____ SELECTION

Add online coexpression (#360)

violafanfani · web-flow · commit 0f209ea6b6d5 · 2025-04-18T13:59:16.000-04:00
* adding coexpression to lioness and cleaning the loops to remove repeated code

* fixed bug in online coexpression. Helped by Marouen

* adding tests for online coexpression

* fixing request for numpy lower than 2.0
* checking if macos-latest works
* removing macos-latest

---------

Co-authored-by: violafanfani &lt;viola.fanfani@gmail.com&gt;
diff --git a/netZooPy/lioness/lioness.py b/netZooPy/lioness/lioness.py
@@ -4,6 +4,7 @@
 import numpy as np
 import pandas as pd
 from .timer import Timer
+from .onlineCoexpression import onlineCoexpression
 from joblib.externals.loky import set_loky_pickler
 from joblib import parallel_backend
 from joblib import Parallel, delayed
@@ -67,6 +68,8 @@ class Lioness(Panda):
                 samples as column name
             ignore_final: bool
                 if True, no lioness network is kept in memory. This requires saving single networks at each step
+            online_coexpression: bool
+                if True, each LIONESS correlation is computed using the online coexpression method.
     Returns
     --------
     export_lioness_results : _
@@ -127,6 +130,7 @@ def __init__(
         save_single = False,
         export_filename = None,
         ignore_final=False, 
+        online_coexpression=False,
     ):
         """ Initialize instance of Lioness class and load data.
         """

________
____ INFORMATION SUPPLIED

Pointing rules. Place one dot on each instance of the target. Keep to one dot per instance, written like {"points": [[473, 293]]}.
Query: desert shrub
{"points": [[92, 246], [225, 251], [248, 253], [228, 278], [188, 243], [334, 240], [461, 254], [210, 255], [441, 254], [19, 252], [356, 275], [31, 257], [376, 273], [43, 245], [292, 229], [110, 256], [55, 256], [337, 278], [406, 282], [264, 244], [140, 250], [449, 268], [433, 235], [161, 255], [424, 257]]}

________

## EXERCISE OBJECTIVE:
Set down the whole commit above, word for word, from its title line through the last line of the diff.

## RESULT BELOW:
Add online coexpression (#360)

violafanfani · web-flow · commit 0f209ea6b6d5 · 2025-04-18T13:59:16.000-04:00
* adding coexpression to lioness and cleaning the loops to remove repeated code

* fixed bug in online coexpression. Helped by Marouen

* adding tests for online coexpression

* fixing request for numpy lower than 2.0
* checking if macos-latest works
* removing macos-latest

---------

Co-authored-by: violafanfani &lt;viola.fanfani@gmail.com&gt;
diff --git a/netZooPy/lioness/lioness.py b/netZooPy/lioness/lioness.py
@@ -4,6 +4,7 @@
 import numpy as np
 import pandas as pd
 from .timer import Timer
+from .onlineCoexpression import onlineCoexpression
 from joblib.externals.loky import set_loky_pickler
 from joblib import parallel_backend
 from joblib import Parallel, delayed
@@ -67,6 +68,8 @@ class Lioness(Panda):
                 samples as column name
             ignore_final: bool
                 if True, no lioness network is kept in memory. This requires saving single networks at each step
+            online_coexpression: bool
+                if True, each LIONESS correlation is computed using the online coexpression method.
     Returns
     --------
     export_lioness_results : _
@@ -127,6 +130,7 @@ def __init__(
         save_single = False,
         export_filename = None,
         ignore_final=False, 
+        online_coexpression=False,
     ):
         """ Initialize instance of Lioness class and load data.
         """